---------- Source data ----------
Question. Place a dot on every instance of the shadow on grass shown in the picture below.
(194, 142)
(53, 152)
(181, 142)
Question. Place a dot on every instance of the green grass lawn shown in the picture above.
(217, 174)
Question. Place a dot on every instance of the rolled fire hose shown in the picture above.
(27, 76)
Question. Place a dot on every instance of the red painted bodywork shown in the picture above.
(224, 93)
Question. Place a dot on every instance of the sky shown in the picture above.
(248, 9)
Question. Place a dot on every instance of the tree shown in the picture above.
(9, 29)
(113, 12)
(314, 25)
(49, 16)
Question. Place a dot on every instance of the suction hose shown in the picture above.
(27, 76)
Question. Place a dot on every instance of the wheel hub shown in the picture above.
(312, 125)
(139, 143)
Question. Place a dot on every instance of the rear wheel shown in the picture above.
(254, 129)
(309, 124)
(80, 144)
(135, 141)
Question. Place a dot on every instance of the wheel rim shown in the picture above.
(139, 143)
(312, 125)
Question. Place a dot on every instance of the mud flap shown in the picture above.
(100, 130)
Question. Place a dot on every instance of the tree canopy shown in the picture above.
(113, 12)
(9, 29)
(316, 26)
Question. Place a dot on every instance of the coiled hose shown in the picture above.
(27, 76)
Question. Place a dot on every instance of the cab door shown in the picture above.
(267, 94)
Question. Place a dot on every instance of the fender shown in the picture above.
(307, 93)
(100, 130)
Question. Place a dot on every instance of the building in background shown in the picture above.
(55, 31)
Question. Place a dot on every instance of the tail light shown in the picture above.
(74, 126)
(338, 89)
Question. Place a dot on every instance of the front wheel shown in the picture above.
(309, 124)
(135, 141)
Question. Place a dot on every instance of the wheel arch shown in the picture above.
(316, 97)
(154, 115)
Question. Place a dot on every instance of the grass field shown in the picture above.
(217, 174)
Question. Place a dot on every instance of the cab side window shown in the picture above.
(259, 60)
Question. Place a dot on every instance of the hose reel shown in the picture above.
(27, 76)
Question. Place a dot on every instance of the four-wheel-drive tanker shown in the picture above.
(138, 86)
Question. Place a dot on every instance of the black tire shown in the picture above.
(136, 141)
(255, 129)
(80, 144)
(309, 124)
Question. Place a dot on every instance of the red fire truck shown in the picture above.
----------
None of the records may be skipped; each is to be repeated exactly.

§ **Reply to the task**:
Question. Place a dot on every instance of the shadow on grass shown in the picture below.
(194, 142)
(53, 152)
(181, 142)
Question. Place a dot on every instance of the green grass lawn shown in the picture above.
(217, 174)
Question. Place a dot on every instance of the rolled fire hose shown in the picture above.
(27, 76)
Question. Place a dot on every instance of the red painted bodywork shown in the picture above.
(224, 93)
Question. Place a dot on every instance of the sky shown in the picture above.
(248, 9)
Question. Place a dot on every instance of the tree shown in the picture above.
(9, 29)
(113, 12)
(314, 25)
(49, 16)
Question. Place a dot on every instance of the suction hose shown in the picture above.
(27, 76)
Question. Place a dot on every instance of the wheel hub shown in the picture above.
(312, 125)
(139, 143)
Question. Place a dot on every instance of the rear wheel shown in the picture above.
(254, 129)
(309, 124)
(80, 144)
(135, 141)
Question. Place a dot on every instance of the wheel rim shown in the picture above.
(139, 143)
(312, 125)
Question. Place a dot on every instance of the mud flap shown in the picture above.
(100, 130)
Question. Place a dot on every instance of the tree canopy shown in the picture above.
(113, 12)
(9, 29)
(316, 26)
Question. Place a dot on every instance of the coiled hose shown in the picture above.
(27, 76)
Question. Place a dot on every instance of the cab door shown in the picture above.
(267, 94)
Question. Place a dot on every instance of the fender shown in the picture above.
(307, 93)
(100, 130)
Question. Place a dot on every instance of the building in background shown in the picture above.
(55, 31)
Question. Place a dot on every instance of the tail light shown in the picture above.
(74, 126)
(338, 89)
Question. Place a dot on every instance of the front wheel shown in the picture above.
(309, 124)
(135, 141)
Question. Place a dot on every instance of the wheel arch shown in the picture above.
(316, 97)
(154, 115)
Question. Place a dot on every instance of the grass field shown in the picture above.
(217, 174)
Question. Place a dot on every instance of the cab side window shown in the picture above.
(259, 60)
Question. Place a dot on every instance of the hose reel shown in the picture above.
(27, 76)
Question. Place a dot on every instance of the four-wheel-drive tanker shown in the picture above.
(138, 86)
Question. Place a dot on every instance of the black tire shown in the picture above.
(136, 141)
(255, 129)
(80, 144)
(309, 124)
Question. Place a dot on every instance of the red fire truck shown in the picture above.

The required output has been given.